Warum haben Sie auf Buffetsysteme umgestellt?

Es gab vorher viel Reklamationen. Der größte Kritikpunkt an den weiterführenden Schulen war, dass das Essen im Voraus bestellt werden musste. Die Schüler*innen konnten nicht spontan und flexibel entscheiden. Insbesondere in den Ganztagsrundschulen gab es oft das Problem, dass nur ein Essen für alle angeboten wurde, mochte ein Kind dieses nicht, gab es keine Möglichkeit sich ein anderes Essen zu nehmen. Nachnehmen war in allen Schulen kaum möglich. Außerdem wurde das Essen auch noch von jemand Anderem auf den Teller gefüllt. Der Wunsch nach mehr Auswahl und Spontaneität war deshalb sehr groß.

Gab es Vorbehalte gegen die Umstellung auf Selbstbedienung?

■ **AUFGABE**:
Führen Sie den Text über die Umstellung auf Buffetsysteme an Schulen im Anschluss an seine letzte Frage weiter.

■ **DATENAUSZUG**:
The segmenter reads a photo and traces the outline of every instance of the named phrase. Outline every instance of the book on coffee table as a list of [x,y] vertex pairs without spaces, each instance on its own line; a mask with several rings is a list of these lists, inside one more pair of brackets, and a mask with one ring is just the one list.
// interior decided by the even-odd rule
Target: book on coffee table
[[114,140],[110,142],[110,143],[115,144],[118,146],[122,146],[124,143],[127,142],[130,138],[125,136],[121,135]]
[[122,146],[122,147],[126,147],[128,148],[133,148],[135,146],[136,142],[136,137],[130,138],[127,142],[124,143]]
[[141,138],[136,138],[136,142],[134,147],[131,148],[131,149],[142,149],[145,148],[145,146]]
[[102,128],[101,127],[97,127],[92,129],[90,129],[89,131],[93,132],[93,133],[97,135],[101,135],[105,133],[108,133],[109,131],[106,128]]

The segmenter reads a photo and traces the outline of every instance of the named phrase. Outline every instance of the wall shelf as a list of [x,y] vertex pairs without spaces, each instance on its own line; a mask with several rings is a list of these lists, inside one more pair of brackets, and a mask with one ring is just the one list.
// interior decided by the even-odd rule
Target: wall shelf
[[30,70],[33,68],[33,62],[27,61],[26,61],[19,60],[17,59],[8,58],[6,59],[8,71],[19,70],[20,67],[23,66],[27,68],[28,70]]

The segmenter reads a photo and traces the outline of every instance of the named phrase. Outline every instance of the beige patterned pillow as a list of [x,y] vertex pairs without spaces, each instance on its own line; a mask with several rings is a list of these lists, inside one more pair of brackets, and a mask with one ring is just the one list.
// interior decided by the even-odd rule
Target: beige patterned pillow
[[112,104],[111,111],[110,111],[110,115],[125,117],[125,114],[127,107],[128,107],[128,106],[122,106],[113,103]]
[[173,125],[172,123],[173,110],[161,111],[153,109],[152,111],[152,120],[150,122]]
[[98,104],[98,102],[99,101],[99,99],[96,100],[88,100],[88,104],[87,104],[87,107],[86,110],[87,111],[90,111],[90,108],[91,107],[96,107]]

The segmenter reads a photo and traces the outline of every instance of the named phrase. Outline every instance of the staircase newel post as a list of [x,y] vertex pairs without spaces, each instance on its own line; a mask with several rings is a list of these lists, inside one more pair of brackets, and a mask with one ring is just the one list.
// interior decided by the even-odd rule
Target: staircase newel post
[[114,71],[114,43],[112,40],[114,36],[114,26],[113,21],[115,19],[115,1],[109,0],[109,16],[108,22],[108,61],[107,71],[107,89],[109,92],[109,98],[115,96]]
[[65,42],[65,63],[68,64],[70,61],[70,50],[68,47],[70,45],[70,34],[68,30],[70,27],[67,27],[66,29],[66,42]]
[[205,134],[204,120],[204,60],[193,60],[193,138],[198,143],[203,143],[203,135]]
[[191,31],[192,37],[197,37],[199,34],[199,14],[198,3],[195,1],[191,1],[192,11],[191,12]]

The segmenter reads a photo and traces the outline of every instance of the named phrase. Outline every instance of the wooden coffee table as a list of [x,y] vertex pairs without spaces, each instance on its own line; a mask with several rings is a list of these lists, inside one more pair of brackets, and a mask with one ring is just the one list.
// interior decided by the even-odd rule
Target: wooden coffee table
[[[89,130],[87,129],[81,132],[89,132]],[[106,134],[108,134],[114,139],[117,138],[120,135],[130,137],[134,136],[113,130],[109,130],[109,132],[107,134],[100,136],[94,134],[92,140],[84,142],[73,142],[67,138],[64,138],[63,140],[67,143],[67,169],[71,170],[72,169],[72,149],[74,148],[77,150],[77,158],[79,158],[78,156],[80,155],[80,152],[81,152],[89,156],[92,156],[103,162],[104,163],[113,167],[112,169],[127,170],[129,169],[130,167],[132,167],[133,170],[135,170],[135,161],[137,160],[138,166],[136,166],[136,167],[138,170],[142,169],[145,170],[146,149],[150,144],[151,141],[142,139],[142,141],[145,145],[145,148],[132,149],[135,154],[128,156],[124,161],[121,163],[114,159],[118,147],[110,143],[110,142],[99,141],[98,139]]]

■ **ANTWORT**:
Die größte Sorge aller war, dass es viel länger dauert, weil die Kinder sich nicht entscheiden können oder sich schlecht benehmen. Nichts davon ist passiert. Auch Erstklässler kommen sehr gut mit der Selbstbedienung zurecht und verhalten sich ihrem Alter gemäß verantwortungsvoll. Die Befürchtungen bestehen eher bei Erwachsenen, die den Kindern zu wenig zutrauen. Grundsätzlich lässt sich sagen, dass das Buffetsystem nicht zu mehr Ruhe führt – die Kinder laufen jetzt hin und her, weil sie sich z. B. mehrmals bedienen. Das Essen dauert deshalb aber nicht länger. Die Befürchtung, dass die Kinder viel mehr auf ihren Teller füllen, als sie essen können, ist ebenfalls nicht eingetreten.

Mussten Sie Ihre Schulküchen umbauen?

Wir haben mehr Ausgabestationen angeschafft und mussten die Küchen ein wenig umbauen. Die Ausgabestationen brauchen im Vergleich zur klassischen Cafeteria-Ausgabe etwas mehr Platz, z. B. für die Salatbar. Wir haben Kombidämpfer angeschafft, um vor Ort zu regenerieren. Hierfür hat die Gemeinde Geld in die Hand genommen. Der Platzbedarf muss in jeder Schulküche individuell bewertet werden, man muss sich jede Mensa genau anschauen.

Mit welchen Problemen waren Sie anfangs konfrontiert?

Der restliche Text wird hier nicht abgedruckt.